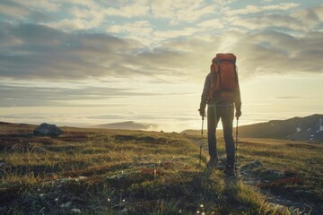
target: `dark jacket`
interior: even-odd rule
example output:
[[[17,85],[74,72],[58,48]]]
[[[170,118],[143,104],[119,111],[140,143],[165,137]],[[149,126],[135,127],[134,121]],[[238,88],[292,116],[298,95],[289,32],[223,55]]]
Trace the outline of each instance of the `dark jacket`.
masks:
[[[211,83],[215,82],[215,75],[214,75],[213,73],[209,73],[205,78],[205,82],[204,85],[204,89],[203,89],[203,92],[202,92],[202,97],[201,97],[201,104],[200,104],[200,108],[201,109],[205,109],[206,104],[219,104],[219,105],[228,105],[228,102],[223,102],[223,101],[215,101],[214,99],[216,98],[210,98],[210,87],[211,87]],[[233,102],[231,102],[229,104],[232,104],[234,103],[235,108],[236,110],[240,110],[241,109],[241,97],[240,97],[240,87],[239,87],[239,82],[238,82],[238,88],[237,88],[237,91],[235,92],[235,99]]]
------
Lay out each line of the records above as a Markdown table with the columns Row and Line, numbering the rows and skipping any blank lines. Leave the pictures out of the table.

| Row | Line |
|---|---|
| 1 | target: `dark jacket` |
| 2 | interior: even-odd rule |
| 3 | example output: |
| 4 | [[[17,85],[74,72],[58,48]]] |
| 5 | [[[170,118],[143,104],[119,111],[140,143],[165,137]],[[149,126],[135,127],[134,121]],[[238,88],[292,116],[298,95],[289,32],[223,55]]] |
| 6 | Trace the outline of each instance of the `dark jacket`. |
| 7 | masks: |
| 8 | [[[211,83],[215,82],[215,75],[214,75],[213,73],[209,73],[205,78],[205,82],[204,85],[204,89],[203,89],[203,92],[202,92],[202,97],[201,97],[201,104],[200,104],[200,108],[201,109],[205,109],[206,104],[219,104],[219,105],[228,105],[228,102],[223,102],[223,101],[215,101],[214,99],[216,98],[210,98],[210,87],[211,87]],[[233,102],[231,102],[229,104],[232,104],[234,103],[235,108],[236,110],[240,110],[241,109],[241,97],[240,97],[240,87],[239,87],[239,82],[238,82],[238,88],[237,88],[237,91],[235,92],[235,99]]] |